OBJECTIVE
Find every line below that contains the word "blade", and copy each of those lines in full. Case counts when matching.

++++++++++

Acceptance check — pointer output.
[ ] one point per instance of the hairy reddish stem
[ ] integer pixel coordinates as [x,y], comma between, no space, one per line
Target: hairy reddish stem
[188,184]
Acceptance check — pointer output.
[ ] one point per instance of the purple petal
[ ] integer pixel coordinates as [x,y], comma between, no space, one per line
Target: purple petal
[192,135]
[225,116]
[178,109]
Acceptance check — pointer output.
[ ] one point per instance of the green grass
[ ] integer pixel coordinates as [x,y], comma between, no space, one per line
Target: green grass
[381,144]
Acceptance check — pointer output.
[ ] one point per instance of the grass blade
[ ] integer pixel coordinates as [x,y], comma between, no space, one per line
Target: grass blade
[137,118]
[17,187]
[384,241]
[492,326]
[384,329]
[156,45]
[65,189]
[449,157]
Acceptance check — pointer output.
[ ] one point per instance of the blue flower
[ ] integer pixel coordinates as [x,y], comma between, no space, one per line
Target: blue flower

++++++++++

EXPECTED ANSWER
[ ] one point per instance of the grass blade
Target: grass blade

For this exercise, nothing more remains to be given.